**WRITTEN INSTRUCTION:** Please extend the essay below on superhero deconstruction, picking up right after its final sentence.

**PAGE:**
At a time when the superhero film was just getting into its full stride with a golden era of new modern classical form Warner Brothers allowed Christopher Nolan to bring in a fellow maverick director and friend, Zack Snyder, to deconstruct the genre. It was an incredibly ballsy, risky move. It was a gamble that artistically succeed in my opinion, as I will argue here. But at the time in 2016 from a public perception standpoint in popular culture it failed catastrophically.
Rightly or wrongly DC superheroes have a reputation as being a fair bit “darker” than their Marvel counterparts. Perhaps mainly due to Batman and his Gothic elements. Deconstruction therefore perhaps seemed like the logical next step after the massive critical and financial success of The Dark Knight and The Dark Knight Rises.
Nolan had appeared tempted to move in that direction with his brilliant Dark Knight trilogy. But instead he kept with a relatively grounded and realistic approach that simply reimagined what superheroes might look like if they could somehow exist in our real world today—and, crucially to the success of those pictures, without examining both the practical and philosophical implications of such a scenario. Nolan’s Batman films belong to the new modern classical form of the superhero film that is exemplified by the early MCU, Spider-verse, and X-verse. The Dark Knight trilogy’s action is pure escapist fun. And it also treats the basic premise of superheroes existing both relatively seriously from a realism standpoint and uncritically, i.e., simply accepting the existence of superheroes at face value.
But deconstruction is a different animal. Deconstruction of superheroes poses and explores the following questions: if superheroes were to exist in our real life present day world, what would that actually look like? Would that actually be a good thing? Is that something we would really want? Deconstruction explores that.
A proper understanding of this traces back to 1986 when Alan Moore’s Watchmen and Frank Miller’s The Dark Knight Returns, independently and alongside one another, introduced deconstruction to the art form of comic books. Snyder has commented how both of those influences figured massively into his conception of BvS.

**EXTRACTED ENTRIES:**
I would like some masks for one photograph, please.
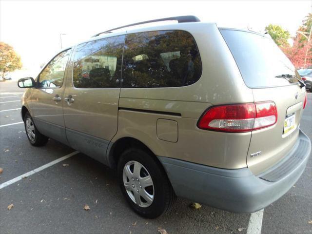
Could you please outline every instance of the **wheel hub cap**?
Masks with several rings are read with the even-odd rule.
[[[154,199],[154,186],[151,176],[136,161],[130,161],[123,168],[123,184],[129,197],[140,207],[148,207]]]
[[[35,125],[30,118],[27,118],[25,121],[26,131],[29,139],[32,141],[35,140]]]

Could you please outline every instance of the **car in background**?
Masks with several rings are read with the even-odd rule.
[[[300,69],[297,71],[306,84],[306,89],[311,91],[312,89],[312,69]]]

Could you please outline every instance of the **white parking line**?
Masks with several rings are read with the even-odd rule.
[[[0,112],[3,112],[4,111],[16,111],[17,110],[20,110],[21,108],[15,108],[15,109],[10,109],[9,110],[3,110],[3,111],[0,111]]]
[[[14,102],[16,101],[20,101],[20,100],[17,100],[16,101],[1,101],[1,102],[0,102],[0,104],[1,103],[6,103],[7,102]]]
[[[20,97],[20,96],[18,96],[17,95],[16,95],[15,96],[5,96],[5,97],[0,96],[0,98],[14,98],[15,97]]]
[[[20,95],[20,94],[23,94],[24,93],[20,93],[20,92],[4,92],[3,93],[0,93],[0,96],[1,95]]]
[[[11,180],[9,180],[8,181],[5,182],[4,183],[2,183],[0,184],[0,189],[3,189],[3,188],[10,185],[13,183],[15,183],[16,182],[18,181],[19,180],[20,180],[23,179],[23,178],[25,178],[25,177],[28,177],[32,175],[34,175],[37,172],[39,172],[42,170],[45,169],[48,167],[51,167],[51,166],[53,166],[54,164],[56,164],[57,163],[63,161],[63,160],[67,159],[70,157],[72,156],[74,156],[75,155],[77,155],[79,153],[79,151],[75,151],[73,153],[69,154],[69,155],[65,155],[65,156],[63,156],[59,158],[58,158],[57,159],[55,160],[54,161],[52,161],[52,162],[49,162],[49,163],[47,163],[46,164],[44,165],[43,166],[41,166],[40,167],[36,168],[36,169],[34,169],[30,172],[28,172],[22,175],[21,176],[20,176],[18,177],[16,177],[14,179],[12,179]]]
[[[261,210],[250,215],[247,234],[261,234],[264,210]]]
[[[17,123],[9,123],[8,124],[4,124],[3,125],[0,125],[0,127],[6,127],[7,126],[10,126],[10,125],[14,125],[15,124],[19,124],[20,123],[23,123],[24,122],[18,122]]]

**OUTPUT BELOW:**
And indeed, in 2009 Snyder was first hired by Warner Brothers, at Christopher Nolan’s urging, to adapt Watchmen to film. In so doing Snyder heavily triggered a great many hardcore purist comic book fans by making some controversial changes to the story and aesthetically by giving Watchmen’s superheroes a kind of sexy cool aura—especially including Rorschach.
Much of Snyder’s adaptation is surprisingly faithful. But a good deal of what he did contradicted Moore’s work. This is not because Snyder failed to understand the essential meaning of Moore’s comic run. He absolutely did. Rather, as an auteur filmmaker Snyder chose to use the adaptation to make his own personal statement about what superheroes mean. And in effect, Snyder out-subverted Moore’s subversion. He deconstructed Moore’s deconstruction. (And we may well ask: hindsight how could he not? How could he resist?)
Moore shows how most likely unsolvably problematic the existence of superheroes would be if they existed. Moore also regards superheroes as fantasies created for 12 year-old boys that are… well, in the final analysis… frankly embarrassing for adults to escape into. He views the comic book industry (i.e., late stage capitalism) as responsible. But if Moore tacitly excuses readers for that it’s arguably to avoid biting the hand that truly feeds him.
In any event, while the reader is genuinely awestruck by just how beautifully and skillfully the message is delivered by the comics, it’s a rather bleak conclusion that Moore leads us to. Moore’s core message about superhero mythology is that it simply provides a distraction and excuse to avoid taking on the real world’s actual problems. The tone of this logical deduction is rather hopeless. Which I would suppose stems directly from Moore’s anarchist political philosophy.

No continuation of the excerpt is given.